| WHAT TO PRODUCE |
Look for "dress" in each line of the records, and copy the lines that have it.

--*--

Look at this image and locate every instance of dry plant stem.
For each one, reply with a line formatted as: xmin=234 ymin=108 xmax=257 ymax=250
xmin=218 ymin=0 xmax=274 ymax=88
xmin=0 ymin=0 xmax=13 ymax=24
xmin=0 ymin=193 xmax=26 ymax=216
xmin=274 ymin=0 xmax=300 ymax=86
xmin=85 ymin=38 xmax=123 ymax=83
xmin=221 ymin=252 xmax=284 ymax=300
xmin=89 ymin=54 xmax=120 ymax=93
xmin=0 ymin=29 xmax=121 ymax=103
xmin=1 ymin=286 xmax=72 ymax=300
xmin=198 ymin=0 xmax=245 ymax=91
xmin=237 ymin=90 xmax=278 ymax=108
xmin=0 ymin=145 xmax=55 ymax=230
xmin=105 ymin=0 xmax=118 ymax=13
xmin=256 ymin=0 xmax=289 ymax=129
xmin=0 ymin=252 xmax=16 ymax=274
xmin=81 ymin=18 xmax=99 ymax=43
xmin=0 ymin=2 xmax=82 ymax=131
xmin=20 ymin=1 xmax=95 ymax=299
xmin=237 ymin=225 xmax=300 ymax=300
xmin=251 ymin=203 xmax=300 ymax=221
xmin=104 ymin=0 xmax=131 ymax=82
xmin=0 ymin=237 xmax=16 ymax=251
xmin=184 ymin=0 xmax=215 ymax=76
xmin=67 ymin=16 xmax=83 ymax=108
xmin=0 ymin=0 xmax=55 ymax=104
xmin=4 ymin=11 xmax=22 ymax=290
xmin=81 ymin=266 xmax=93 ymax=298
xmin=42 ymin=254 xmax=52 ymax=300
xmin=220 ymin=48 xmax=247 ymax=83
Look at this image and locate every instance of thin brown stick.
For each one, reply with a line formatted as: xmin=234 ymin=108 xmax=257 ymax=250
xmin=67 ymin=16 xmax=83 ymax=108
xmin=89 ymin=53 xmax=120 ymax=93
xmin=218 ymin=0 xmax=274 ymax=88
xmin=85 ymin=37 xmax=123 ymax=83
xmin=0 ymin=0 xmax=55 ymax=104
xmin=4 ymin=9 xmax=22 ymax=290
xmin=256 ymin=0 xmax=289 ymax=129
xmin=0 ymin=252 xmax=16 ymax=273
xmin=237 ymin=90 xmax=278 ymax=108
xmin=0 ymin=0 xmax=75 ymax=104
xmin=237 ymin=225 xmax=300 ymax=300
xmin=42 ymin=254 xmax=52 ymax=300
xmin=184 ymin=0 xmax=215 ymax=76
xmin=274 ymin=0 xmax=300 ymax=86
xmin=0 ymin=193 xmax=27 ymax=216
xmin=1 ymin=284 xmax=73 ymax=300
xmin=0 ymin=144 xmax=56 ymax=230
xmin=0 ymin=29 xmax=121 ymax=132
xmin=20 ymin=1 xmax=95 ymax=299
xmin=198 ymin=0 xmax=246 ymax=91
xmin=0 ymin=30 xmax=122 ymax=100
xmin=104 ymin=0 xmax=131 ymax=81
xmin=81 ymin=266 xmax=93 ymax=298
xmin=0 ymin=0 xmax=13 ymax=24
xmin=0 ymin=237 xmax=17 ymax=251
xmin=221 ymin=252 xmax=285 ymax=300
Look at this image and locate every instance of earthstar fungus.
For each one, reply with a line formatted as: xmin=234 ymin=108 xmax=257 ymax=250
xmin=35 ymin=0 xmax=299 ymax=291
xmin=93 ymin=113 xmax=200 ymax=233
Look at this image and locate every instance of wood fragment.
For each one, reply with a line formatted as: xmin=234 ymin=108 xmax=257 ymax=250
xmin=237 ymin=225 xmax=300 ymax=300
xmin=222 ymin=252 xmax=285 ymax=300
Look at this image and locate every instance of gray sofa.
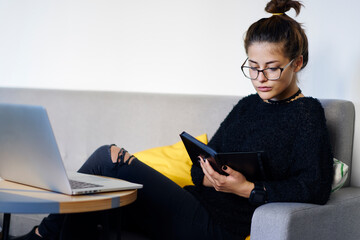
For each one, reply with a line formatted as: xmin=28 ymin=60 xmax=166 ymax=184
xmin=0 ymin=87 xmax=357 ymax=240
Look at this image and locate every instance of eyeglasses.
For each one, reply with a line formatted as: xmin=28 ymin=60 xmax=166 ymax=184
xmin=241 ymin=58 xmax=294 ymax=81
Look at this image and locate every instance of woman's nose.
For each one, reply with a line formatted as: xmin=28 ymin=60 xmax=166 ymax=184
xmin=257 ymin=71 xmax=268 ymax=82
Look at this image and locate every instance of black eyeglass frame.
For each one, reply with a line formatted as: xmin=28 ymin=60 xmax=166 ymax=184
xmin=241 ymin=57 xmax=295 ymax=81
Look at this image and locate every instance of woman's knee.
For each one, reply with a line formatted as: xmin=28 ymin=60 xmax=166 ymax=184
xmin=78 ymin=144 xmax=136 ymax=175
xmin=110 ymin=145 xmax=136 ymax=165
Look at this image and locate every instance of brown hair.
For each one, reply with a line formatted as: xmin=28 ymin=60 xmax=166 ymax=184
xmin=244 ymin=0 xmax=308 ymax=70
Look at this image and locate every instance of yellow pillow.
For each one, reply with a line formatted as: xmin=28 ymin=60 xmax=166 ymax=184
xmin=134 ymin=134 xmax=208 ymax=187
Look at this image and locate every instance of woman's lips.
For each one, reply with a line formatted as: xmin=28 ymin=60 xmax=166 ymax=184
xmin=258 ymin=86 xmax=272 ymax=92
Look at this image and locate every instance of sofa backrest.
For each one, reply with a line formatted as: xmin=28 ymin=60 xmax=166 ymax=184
xmin=0 ymin=88 xmax=355 ymax=186
xmin=0 ymin=88 xmax=240 ymax=172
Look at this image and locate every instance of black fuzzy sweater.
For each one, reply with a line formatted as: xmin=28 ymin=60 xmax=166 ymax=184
xmin=184 ymin=94 xmax=333 ymax=238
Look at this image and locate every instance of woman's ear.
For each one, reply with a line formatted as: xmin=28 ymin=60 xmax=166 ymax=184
xmin=293 ymin=55 xmax=303 ymax=72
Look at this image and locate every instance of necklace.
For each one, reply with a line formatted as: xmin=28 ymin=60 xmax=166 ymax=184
xmin=266 ymin=89 xmax=302 ymax=105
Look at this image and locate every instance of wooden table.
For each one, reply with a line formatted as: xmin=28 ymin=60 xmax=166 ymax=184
xmin=0 ymin=179 xmax=137 ymax=240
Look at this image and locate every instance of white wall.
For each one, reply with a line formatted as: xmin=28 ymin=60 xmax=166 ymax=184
xmin=1 ymin=0 xmax=360 ymax=184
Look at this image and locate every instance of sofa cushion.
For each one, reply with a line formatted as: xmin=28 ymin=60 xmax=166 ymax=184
xmin=134 ymin=134 xmax=207 ymax=187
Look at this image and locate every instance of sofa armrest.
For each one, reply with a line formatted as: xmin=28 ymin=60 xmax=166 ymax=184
xmin=250 ymin=187 xmax=360 ymax=240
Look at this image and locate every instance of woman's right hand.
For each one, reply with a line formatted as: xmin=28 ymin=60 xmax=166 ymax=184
xmin=199 ymin=156 xmax=254 ymax=198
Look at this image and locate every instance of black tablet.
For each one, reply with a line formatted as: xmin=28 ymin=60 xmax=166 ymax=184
xmin=180 ymin=131 xmax=266 ymax=181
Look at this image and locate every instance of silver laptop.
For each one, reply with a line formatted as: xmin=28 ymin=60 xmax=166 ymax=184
xmin=0 ymin=103 xmax=142 ymax=195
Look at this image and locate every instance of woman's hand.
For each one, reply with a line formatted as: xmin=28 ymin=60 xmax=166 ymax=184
xmin=199 ymin=156 xmax=254 ymax=198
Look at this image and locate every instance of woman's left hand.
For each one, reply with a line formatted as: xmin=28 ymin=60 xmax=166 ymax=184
xmin=199 ymin=156 xmax=254 ymax=198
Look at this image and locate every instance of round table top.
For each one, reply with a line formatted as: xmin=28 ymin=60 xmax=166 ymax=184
xmin=0 ymin=179 xmax=137 ymax=214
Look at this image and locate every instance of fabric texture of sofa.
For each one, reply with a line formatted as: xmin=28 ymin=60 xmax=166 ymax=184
xmin=0 ymin=87 xmax=357 ymax=240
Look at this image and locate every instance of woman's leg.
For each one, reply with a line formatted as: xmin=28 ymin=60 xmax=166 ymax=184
xmin=36 ymin=214 xmax=64 ymax=239
xmin=27 ymin=145 xmax=239 ymax=240
xmin=36 ymin=206 xmax=108 ymax=240
xmin=77 ymin=145 xmax=239 ymax=240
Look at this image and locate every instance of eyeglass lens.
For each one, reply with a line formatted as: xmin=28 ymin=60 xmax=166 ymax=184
xmin=244 ymin=67 xmax=282 ymax=80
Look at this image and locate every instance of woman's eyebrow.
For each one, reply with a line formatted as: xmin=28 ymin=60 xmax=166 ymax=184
xmin=248 ymin=59 xmax=280 ymax=65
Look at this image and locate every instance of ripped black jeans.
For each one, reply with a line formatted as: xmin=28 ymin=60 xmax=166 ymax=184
xmin=37 ymin=145 xmax=239 ymax=240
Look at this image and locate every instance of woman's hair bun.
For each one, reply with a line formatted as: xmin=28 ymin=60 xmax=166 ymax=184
xmin=244 ymin=0 xmax=308 ymax=71
xmin=265 ymin=0 xmax=303 ymax=16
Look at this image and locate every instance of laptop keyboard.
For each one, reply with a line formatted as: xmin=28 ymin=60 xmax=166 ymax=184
xmin=69 ymin=179 xmax=103 ymax=189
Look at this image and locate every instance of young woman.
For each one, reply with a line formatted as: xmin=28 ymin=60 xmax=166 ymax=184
xmin=15 ymin=0 xmax=333 ymax=239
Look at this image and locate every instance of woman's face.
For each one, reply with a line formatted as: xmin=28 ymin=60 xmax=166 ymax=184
xmin=246 ymin=42 xmax=303 ymax=101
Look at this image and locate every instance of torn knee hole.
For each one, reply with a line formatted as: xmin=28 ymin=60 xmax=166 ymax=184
xmin=127 ymin=155 xmax=136 ymax=164
xmin=110 ymin=145 xmax=121 ymax=163
xmin=116 ymin=148 xmax=135 ymax=165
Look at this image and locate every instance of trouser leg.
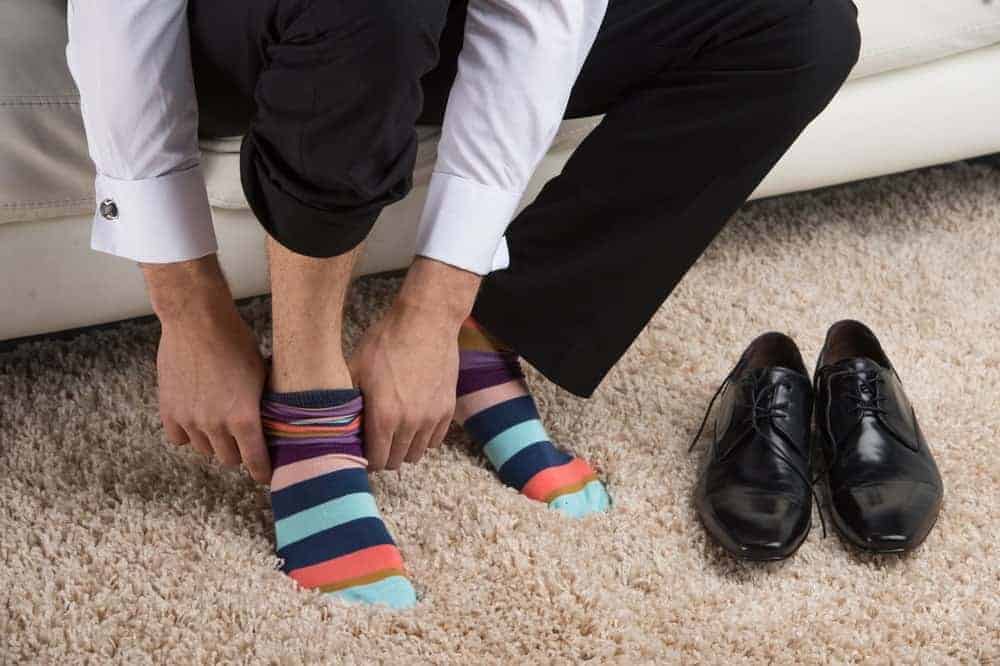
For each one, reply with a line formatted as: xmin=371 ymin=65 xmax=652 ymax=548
xmin=189 ymin=0 xmax=450 ymax=258
xmin=463 ymin=0 xmax=861 ymax=397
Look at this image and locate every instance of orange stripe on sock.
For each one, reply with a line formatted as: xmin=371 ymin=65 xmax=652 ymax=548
xmin=521 ymin=458 xmax=598 ymax=503
xmin=262 ymin=416 xmax=361 ymax=434
xmin=288 ymin=544 xmax=404 ymax=590
xmin=458 ymin=327 xmax=498 ymax=352
xmin=316 ymin=568 xmax=407 ymax=593
xmin=460 ymin=318 xmax=511 ymax=352
xmin=543 ymin=475 xmax=599 ymax=503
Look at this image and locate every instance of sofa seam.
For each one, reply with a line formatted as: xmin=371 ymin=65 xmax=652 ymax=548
xmin=0 ymin=97 xmax=81 ymax=107
xmin=208 ymin=197 xmax=249 ymax=208
xmin=0 ymin=198 xmax=93 ymax=208
xmin=860 ymin=21 xmax=1000 ymax=59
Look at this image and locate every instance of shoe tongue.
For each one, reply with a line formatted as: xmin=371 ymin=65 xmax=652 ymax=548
xmin=835 ymin=357 xmax=883 ymax=374
xmin=747 ymin=365 xmax=806 ymax=386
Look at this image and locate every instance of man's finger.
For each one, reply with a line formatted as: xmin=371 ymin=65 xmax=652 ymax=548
xmin=427 ymin=417 xmax=450 ymax=450
xmin=386 ymin=425 xmax=416 ymax=471
xmin=232 ymin=419 xmax=272 ymax=483
xmin=366 ymin=415 xmax=392 ymax=472
xmin=163 ymin=417 xmax=189 ymax=446
xmin=404 ymin=427 xmax=432 ymax=464
xmin=208 ymin=429 xmax=242 ymax=467
xmin=186 ymin=428 xmax=213 ymax=457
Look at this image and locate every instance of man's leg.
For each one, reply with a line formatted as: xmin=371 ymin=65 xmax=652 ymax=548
xmin=268 ymin=241 xmax=358 ymax=393
xmin=469 ymin=0 xmax=861 ymax=397
xmin=189 ymin=0 xmax=450 ymax=607
xmin=419 ymin=5 xmax=613 ymax=518
xmin=415 ymin=0 xmax=859 ymax=515
xmin=264 ymin=241 xmax=419 ymax=608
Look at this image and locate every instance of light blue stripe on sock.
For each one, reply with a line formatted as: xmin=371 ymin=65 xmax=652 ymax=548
xmin=274 ymin=492 xmax=380 ymax=549
xmin=328 ymin=575 xmax=417 ymax=609
xmin=483 ymin=419 xmax=549 ymax=468
xmin=548 ymin=479 xmax=611 ymax=519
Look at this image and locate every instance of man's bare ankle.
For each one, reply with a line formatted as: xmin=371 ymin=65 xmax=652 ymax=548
xmin=268 ymin=361 xmax=354 ymax=393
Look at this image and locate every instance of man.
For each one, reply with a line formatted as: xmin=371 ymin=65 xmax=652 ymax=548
xmin=67 ymin=0 xmax=859 ymax=607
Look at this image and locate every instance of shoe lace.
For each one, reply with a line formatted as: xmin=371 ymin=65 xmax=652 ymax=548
xmin=815 ymin=368 xmax=891 ymax=461
xmin=688 ymin=371 xmax=827 ymax=537
xmin=847 ymin=372 xmax=888 ymax=417
xmin=687 ymin=372 xmax=786 ymax=453
xmin=812 ymin=368 xmax=893 ymax=482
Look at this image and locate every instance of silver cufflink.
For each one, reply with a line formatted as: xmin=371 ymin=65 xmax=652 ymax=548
xmin=100 ymin=198 xmax=119 ymax=222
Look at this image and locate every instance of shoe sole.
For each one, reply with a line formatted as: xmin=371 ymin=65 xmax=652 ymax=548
xmin=827 ymin=502 xmax=940 ymax=554
xmin=694 ymin=507 xmax=812 ymax=562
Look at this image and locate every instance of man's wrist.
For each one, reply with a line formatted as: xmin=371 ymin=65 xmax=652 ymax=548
xmin=141 ymin=254 xmax=234 ymax=323
xmin=396 ymin=256 xmax=481 ymax=328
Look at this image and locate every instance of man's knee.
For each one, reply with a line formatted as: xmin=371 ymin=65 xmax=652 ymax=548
xmin=287 ymin=0 xmax=449 ymax=91
xmin=782 ymin=0 xmax=861 ymax=103
xmin=278 ymin=0 xmax=449 ymax=192
xmin=243 ymin=0 xmax=451 ymax=258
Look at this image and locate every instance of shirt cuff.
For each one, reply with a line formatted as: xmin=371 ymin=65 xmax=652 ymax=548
xmin=414 ymin=172 xmax=521 ymax=275
xmin=91 ymin=166 xmax=218 ymax=263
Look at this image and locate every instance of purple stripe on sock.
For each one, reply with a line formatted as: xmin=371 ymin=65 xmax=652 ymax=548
xmin=267 ymin=434 xmax=360 ymax=447
xmin=271 ymin=442 xmax=364 ymax=467
xmin=456 ymin=350 xmax=524 ymax=397
xmin=459 ymin=350 xmax=513 ymax=370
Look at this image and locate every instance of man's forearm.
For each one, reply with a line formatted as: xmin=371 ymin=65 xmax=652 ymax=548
xmin=397 ymin=257 xmax=482 ymax=330
xmin=141 ymin=254 xmax=234 ymax=323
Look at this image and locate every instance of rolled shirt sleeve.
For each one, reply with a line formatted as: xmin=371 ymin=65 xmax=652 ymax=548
xmin=66 ymin=0 xmax=217 ymax=263
xmin=414 ymin=0 xmax=608 ymax=275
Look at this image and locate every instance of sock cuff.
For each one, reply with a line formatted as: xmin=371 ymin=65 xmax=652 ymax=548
xmin=262 ymin=389 xmax=365 ymax=464
xmin=264 ymin=388 xmax=361 ymax=409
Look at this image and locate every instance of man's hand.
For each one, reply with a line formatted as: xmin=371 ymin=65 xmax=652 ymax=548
xmin=143 ymin=256 xmax=271 ymax=483
xmin=349 ymin=258 xmax=481 ymax=471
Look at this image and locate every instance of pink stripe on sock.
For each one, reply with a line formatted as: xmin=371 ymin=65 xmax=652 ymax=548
xmin=454 ymin=379 xmax=529 ymax=425
xmin=270 ymin=454 xmax=368 ymax=492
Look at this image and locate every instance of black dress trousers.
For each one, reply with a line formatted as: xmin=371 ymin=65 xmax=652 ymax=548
xmin=189 ymin=0 xmax=452 ymax=258
xmin=189 ymin=0 xmax=861 ymax=398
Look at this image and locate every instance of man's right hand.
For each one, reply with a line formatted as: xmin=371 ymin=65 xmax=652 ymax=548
xmin=142 ymin=256 xmax=271 ymax=483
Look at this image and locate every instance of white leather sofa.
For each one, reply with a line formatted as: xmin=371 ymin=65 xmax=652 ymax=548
xmin=2 ymin=0 xmax=1000 ymax=341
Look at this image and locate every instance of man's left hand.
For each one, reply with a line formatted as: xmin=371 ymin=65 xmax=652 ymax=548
xmin=349 ymin=258 xmax=481 ymax=471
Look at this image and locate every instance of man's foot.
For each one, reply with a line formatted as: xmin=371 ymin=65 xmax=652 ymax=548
xmin=263 ymin=389 xmax=417 ymax=608
xmin=455 ymin=318 xmax=610 ymax=517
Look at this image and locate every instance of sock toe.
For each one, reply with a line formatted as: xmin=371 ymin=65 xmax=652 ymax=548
xmin=548 ymin=479 xmax=611 ymax=518
xmin=330 ymin=575 xmax=417 ymax=609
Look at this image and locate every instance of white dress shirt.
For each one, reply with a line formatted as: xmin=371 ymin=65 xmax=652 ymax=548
xmin=66 ymin=1 xmax=607 ymax=275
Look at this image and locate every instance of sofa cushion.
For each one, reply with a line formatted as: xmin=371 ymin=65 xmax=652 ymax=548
xmin=854 ymin=0 xmax=1000 ymax=79
xmin=0 ymin=0 xmax=94 ymax=224
xmin=2 ymin=0 xmax=999 ymax=225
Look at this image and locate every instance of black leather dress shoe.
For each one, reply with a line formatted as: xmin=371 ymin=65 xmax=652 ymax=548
xmin=690 ymin=333 xmax=816 ymax=561
xmin=814 ymin=320 xmax=943 ymax=553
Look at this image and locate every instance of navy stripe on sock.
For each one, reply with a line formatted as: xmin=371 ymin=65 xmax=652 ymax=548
xmin=497 ymin=441 xmax=573 ymax=490
xmin=462 ymin=395 xmax=538 ymax=444
xmin=265 ymin=388 xmax=361 ymax=409
xmin=277 ymin=516 xmax=394 ymax=572
xmin=270 ymin=467 xmax=370 ymax=520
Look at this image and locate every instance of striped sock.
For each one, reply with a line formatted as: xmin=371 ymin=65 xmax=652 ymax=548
xmin=263 ymin=389 xmax=416 ymax=609
xmin=455 ymin=318 xmax=611 ymax=518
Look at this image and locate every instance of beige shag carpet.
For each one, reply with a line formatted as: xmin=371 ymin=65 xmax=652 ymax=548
xmin=2 ymin=161 xmax=999 ymax=664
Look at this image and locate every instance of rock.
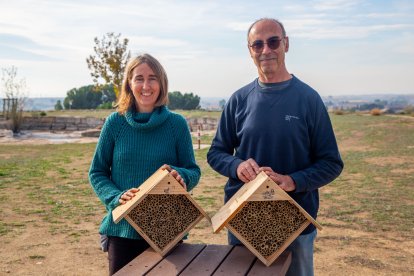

--*--

| REPLY TO THE TASK |
Look at this image and locate every instance of black dress trousers.
Look at this image and locate every instance of white dress shirt.
Look at this image and locate every instance of black leather dress shoe.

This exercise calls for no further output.